Exercise task ::
Please print, unchanged, the lines of the records below from the line containing "Tag every instance of the white" through the line containing "pixel 558 389", both of those lines included, and nothing else.

□ □ □

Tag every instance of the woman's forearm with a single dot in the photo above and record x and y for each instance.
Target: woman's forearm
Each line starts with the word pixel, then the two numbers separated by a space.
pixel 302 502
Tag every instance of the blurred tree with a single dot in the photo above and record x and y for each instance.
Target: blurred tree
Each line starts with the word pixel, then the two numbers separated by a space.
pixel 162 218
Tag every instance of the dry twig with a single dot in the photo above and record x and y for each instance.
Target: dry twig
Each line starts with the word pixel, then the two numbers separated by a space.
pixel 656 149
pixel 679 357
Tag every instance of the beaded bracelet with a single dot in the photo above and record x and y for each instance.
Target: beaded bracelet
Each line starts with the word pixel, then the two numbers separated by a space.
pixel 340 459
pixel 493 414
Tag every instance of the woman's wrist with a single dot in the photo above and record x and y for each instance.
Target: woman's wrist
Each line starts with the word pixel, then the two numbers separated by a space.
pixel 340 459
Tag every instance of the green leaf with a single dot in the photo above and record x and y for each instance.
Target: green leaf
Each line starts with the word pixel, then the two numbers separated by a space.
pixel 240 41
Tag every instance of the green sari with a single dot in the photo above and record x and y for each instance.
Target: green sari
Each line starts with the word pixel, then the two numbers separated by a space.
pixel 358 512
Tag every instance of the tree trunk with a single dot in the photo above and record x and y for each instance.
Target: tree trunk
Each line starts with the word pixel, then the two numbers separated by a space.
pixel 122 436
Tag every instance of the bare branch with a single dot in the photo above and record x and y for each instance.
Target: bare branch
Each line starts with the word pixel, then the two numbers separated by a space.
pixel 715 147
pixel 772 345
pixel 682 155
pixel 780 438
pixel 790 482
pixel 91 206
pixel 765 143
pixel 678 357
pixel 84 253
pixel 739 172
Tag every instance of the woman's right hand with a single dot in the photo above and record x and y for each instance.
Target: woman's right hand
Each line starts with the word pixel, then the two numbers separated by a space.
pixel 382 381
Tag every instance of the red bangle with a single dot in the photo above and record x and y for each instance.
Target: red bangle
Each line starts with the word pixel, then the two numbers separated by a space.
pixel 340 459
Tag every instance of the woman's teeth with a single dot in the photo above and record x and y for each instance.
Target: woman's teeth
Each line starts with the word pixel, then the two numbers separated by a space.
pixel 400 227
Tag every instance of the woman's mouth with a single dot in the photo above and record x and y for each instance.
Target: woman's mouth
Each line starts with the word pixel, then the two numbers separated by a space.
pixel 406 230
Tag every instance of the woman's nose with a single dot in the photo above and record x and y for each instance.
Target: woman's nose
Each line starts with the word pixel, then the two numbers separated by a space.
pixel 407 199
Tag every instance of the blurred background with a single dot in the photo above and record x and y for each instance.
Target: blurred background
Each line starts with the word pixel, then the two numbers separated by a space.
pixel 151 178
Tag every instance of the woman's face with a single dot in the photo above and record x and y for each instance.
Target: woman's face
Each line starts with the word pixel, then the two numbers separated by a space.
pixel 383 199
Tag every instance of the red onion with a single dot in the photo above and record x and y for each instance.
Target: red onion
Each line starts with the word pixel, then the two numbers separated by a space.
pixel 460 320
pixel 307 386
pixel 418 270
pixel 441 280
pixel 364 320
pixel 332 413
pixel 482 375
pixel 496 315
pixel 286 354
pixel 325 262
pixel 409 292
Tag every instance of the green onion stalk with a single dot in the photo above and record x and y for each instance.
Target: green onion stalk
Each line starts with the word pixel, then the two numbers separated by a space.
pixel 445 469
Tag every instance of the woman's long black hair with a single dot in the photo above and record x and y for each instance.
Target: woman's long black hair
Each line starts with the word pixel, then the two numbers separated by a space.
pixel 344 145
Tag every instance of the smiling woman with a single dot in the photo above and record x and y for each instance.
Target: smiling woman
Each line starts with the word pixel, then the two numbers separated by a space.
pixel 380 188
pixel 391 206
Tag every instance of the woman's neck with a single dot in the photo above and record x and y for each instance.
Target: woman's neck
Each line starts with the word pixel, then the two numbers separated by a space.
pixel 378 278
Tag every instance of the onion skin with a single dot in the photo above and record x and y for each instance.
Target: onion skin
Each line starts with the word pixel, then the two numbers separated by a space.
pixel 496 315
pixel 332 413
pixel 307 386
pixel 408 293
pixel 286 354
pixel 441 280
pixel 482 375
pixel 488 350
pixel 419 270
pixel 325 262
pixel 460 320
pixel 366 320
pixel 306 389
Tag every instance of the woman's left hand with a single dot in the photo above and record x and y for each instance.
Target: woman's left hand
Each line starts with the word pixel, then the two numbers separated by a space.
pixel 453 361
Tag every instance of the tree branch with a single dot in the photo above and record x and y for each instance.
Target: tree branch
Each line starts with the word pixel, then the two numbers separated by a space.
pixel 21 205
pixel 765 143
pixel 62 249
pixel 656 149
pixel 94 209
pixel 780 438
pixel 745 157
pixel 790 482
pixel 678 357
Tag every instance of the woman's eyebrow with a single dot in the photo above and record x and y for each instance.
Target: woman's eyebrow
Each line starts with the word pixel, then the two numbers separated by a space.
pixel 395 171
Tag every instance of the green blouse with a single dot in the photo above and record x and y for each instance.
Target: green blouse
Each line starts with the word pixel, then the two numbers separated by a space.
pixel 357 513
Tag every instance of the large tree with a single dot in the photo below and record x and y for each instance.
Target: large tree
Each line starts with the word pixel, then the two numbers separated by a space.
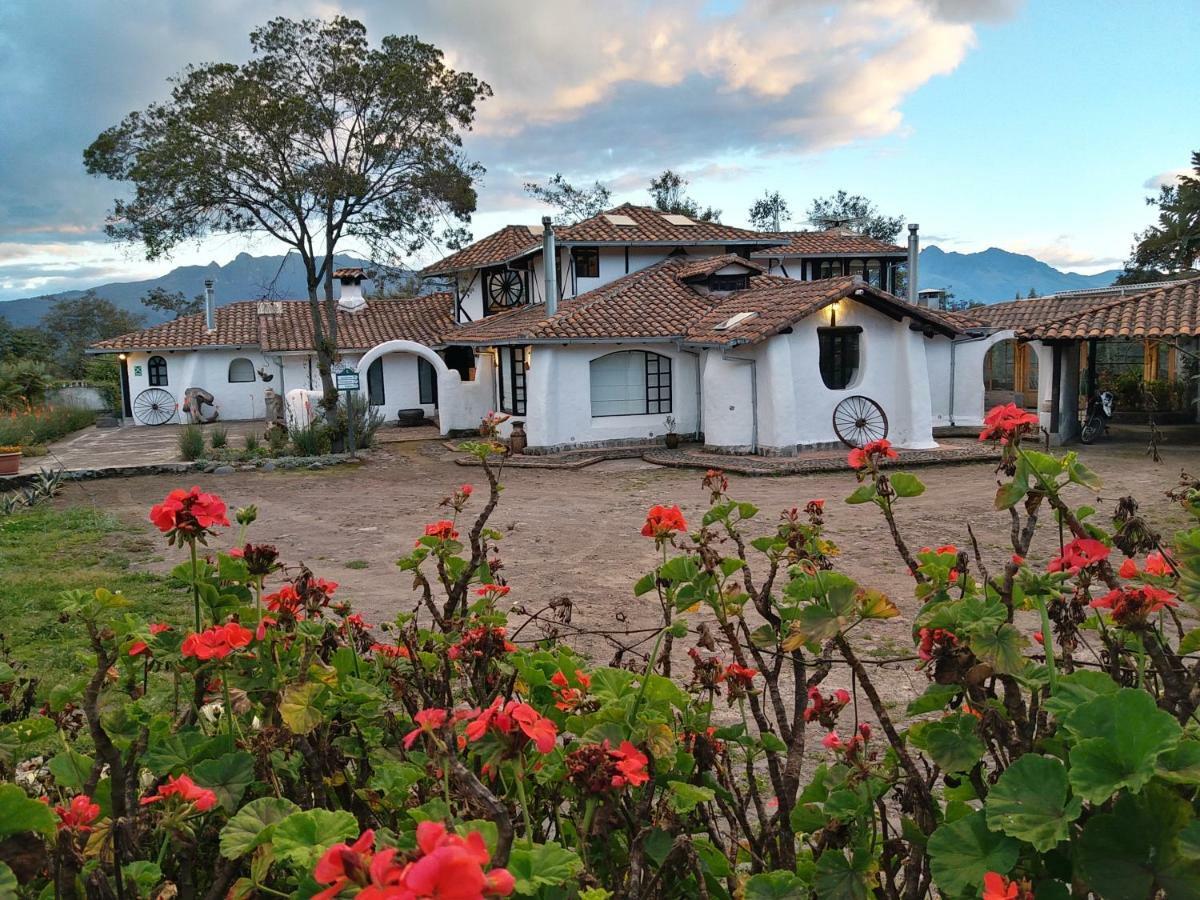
pixel 316 141
pixel 1170 246
pixel 71 325
pixel 670 195
pixel 856 213
pixel 574 204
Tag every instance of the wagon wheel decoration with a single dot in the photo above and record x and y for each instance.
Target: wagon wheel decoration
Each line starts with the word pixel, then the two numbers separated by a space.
pixel 505 288
pixel 154 407
pixel 859 420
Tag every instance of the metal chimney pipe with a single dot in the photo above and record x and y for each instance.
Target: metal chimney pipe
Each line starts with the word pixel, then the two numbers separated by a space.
pixel 913 253
pixel 209 306
pixel 550 263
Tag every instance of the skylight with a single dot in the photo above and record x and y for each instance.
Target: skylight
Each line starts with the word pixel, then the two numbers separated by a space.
pixel 735 321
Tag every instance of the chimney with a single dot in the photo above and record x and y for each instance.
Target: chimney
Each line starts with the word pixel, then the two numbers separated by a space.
pixel 209 307
pixel 913 253
pixel 351 298
pixel 550 262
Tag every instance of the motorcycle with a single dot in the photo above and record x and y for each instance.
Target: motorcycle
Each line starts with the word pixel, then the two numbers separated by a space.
pixel 1096 419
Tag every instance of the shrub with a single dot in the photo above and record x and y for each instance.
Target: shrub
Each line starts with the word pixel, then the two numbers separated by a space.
pixel 191 443
pixel 43 425
pixel 280 747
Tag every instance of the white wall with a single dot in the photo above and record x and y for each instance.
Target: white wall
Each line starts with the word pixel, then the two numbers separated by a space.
pixel 558 389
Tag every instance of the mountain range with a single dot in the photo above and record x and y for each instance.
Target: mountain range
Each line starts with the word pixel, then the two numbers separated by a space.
pixel 990 276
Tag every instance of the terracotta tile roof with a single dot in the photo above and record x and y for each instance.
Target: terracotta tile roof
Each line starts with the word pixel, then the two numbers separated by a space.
pixel 497 249
pixel 654 304
pixel 1164 312
pixel 288 327
pixel 705 267
pixel 829 243
pixel 237 325
pixel 652 226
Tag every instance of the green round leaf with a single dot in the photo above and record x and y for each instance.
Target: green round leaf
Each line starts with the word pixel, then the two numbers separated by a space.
pixel 1031 802
pixel 961 852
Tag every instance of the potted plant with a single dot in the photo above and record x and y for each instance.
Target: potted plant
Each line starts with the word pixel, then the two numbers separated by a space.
pixel 671 437
pixel 10 460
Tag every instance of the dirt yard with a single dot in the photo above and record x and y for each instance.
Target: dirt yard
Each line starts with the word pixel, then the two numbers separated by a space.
pixel 576 533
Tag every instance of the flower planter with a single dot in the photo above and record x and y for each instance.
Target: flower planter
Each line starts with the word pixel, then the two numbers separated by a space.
pixel 10 462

□ □ □

Solution to this exercise ::
Tag every instance of the white wall with a single dot in the photo above and record x and y for each instance.
Target: white wall
Each line starts with the word pixel, then the two numbers separated by a space.
pixel 558 389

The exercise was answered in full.